TASK REQUIREMENTS ▸ Copy the following items word for word, starting at the line that contains "For the woman with curly" and ending at the line that contains "(1181, 285)", including both of those lines.

PROVIDED RECORDS ▸

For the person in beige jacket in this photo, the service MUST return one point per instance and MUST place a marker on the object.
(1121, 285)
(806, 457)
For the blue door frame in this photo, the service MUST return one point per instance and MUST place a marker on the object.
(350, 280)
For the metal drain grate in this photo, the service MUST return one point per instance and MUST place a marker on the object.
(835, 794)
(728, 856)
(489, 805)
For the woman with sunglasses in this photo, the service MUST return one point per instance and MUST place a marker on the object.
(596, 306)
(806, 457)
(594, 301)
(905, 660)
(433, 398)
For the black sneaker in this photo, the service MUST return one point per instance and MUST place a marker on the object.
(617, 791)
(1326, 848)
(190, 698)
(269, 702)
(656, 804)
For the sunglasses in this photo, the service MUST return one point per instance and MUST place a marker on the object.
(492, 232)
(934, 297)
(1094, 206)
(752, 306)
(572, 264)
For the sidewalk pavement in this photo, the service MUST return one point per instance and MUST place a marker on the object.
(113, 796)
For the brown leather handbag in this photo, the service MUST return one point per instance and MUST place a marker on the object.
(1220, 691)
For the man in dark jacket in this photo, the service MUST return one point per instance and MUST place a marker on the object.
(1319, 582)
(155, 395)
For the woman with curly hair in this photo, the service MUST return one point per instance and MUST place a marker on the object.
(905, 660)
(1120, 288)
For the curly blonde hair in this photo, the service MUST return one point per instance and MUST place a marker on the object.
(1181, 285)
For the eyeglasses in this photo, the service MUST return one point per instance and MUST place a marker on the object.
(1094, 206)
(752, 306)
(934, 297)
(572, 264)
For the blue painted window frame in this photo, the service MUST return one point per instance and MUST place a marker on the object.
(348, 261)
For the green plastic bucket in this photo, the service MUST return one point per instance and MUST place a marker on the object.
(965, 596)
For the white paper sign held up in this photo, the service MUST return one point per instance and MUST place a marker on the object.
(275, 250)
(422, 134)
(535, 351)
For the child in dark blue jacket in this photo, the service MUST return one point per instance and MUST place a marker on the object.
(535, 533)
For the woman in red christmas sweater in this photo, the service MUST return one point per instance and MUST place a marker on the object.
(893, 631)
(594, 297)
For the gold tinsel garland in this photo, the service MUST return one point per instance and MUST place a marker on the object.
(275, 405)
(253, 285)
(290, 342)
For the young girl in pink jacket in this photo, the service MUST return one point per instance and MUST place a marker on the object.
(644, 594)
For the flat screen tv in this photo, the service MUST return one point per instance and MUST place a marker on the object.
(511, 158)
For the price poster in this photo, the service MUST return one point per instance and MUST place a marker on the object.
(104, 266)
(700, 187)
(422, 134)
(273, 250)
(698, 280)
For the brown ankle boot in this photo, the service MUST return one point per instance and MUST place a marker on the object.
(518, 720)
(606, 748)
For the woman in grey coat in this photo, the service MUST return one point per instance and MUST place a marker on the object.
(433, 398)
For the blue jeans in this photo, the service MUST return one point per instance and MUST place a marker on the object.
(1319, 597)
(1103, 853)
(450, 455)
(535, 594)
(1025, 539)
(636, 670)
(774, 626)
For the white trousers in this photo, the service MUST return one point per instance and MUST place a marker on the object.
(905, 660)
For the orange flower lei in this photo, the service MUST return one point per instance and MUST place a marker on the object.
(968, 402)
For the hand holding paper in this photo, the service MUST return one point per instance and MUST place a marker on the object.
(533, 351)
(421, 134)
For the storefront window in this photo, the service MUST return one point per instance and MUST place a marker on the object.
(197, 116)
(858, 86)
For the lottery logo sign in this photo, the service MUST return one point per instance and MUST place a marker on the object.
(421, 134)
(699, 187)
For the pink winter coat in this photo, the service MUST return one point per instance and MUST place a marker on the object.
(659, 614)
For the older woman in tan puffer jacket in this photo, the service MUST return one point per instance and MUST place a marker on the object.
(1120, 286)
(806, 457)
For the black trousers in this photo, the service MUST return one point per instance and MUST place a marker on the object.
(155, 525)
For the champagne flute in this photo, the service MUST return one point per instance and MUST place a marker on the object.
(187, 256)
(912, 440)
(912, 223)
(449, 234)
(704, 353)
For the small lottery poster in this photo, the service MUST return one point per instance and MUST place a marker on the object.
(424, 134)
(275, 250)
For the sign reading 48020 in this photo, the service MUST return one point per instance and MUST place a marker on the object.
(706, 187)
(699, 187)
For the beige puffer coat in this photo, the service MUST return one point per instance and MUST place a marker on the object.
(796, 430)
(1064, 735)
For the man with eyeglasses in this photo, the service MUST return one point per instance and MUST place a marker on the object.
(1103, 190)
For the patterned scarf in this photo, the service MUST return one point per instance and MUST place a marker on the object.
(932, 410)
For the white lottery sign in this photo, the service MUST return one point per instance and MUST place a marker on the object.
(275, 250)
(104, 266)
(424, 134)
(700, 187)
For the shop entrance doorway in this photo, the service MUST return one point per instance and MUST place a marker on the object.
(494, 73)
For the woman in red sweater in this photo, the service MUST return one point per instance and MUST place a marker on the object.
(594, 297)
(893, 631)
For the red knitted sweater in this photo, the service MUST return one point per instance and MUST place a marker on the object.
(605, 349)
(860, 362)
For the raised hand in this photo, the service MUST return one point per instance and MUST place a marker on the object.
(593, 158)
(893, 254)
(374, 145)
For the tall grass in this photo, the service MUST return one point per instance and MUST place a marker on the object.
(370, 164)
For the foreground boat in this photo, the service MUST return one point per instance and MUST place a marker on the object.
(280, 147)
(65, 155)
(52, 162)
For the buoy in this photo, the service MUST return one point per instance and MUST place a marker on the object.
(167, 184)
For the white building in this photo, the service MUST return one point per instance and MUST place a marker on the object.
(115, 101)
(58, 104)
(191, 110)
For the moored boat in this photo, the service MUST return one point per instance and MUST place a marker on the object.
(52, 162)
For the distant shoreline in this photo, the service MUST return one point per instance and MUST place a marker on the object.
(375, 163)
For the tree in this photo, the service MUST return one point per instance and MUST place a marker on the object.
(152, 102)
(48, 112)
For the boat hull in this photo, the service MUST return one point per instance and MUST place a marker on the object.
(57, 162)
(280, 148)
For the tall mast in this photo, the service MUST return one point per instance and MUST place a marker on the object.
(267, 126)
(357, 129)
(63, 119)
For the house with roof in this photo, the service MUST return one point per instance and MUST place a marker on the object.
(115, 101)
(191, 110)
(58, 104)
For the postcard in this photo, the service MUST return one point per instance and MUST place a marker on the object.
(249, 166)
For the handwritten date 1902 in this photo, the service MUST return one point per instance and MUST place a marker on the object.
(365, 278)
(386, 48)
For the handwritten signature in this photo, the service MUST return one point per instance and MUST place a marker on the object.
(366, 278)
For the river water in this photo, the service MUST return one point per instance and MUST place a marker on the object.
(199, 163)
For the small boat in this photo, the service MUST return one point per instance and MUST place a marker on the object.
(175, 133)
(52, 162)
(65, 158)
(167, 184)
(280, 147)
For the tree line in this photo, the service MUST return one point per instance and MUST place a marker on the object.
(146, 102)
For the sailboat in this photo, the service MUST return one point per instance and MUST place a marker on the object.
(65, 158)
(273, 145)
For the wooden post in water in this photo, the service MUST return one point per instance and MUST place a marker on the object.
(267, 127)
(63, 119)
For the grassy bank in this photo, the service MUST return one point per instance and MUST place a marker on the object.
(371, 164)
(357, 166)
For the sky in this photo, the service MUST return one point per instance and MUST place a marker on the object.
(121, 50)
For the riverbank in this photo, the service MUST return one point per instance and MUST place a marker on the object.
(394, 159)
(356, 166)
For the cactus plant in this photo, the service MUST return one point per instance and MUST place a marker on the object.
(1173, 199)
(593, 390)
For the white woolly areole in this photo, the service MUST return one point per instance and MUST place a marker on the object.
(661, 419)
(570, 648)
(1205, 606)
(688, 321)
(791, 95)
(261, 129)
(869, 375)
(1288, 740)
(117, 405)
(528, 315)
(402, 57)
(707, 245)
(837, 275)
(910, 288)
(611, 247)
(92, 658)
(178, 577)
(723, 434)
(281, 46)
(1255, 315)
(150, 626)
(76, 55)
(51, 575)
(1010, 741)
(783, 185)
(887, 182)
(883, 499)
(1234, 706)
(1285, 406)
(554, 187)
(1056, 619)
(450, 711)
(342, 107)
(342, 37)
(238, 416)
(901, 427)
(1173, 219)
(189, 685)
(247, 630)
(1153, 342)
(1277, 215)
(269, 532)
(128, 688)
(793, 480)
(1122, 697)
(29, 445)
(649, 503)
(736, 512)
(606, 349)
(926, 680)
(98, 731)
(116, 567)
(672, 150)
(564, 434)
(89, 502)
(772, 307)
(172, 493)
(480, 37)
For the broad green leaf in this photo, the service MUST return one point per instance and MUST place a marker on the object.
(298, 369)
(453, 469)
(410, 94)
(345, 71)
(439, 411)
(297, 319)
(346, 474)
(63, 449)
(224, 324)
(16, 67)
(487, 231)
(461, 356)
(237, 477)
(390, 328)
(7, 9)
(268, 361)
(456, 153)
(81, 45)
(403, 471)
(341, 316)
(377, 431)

TASK RESULT ▸
For the woman with curly hair in this photo, the service MUST return one point per instance and MUST place a marker on the object.
(905, 660)
(1120, 288)
For the curly blonde hair in this photo, the service MUST return one point per instance and MUST place a marker on the object.
(1181, 285)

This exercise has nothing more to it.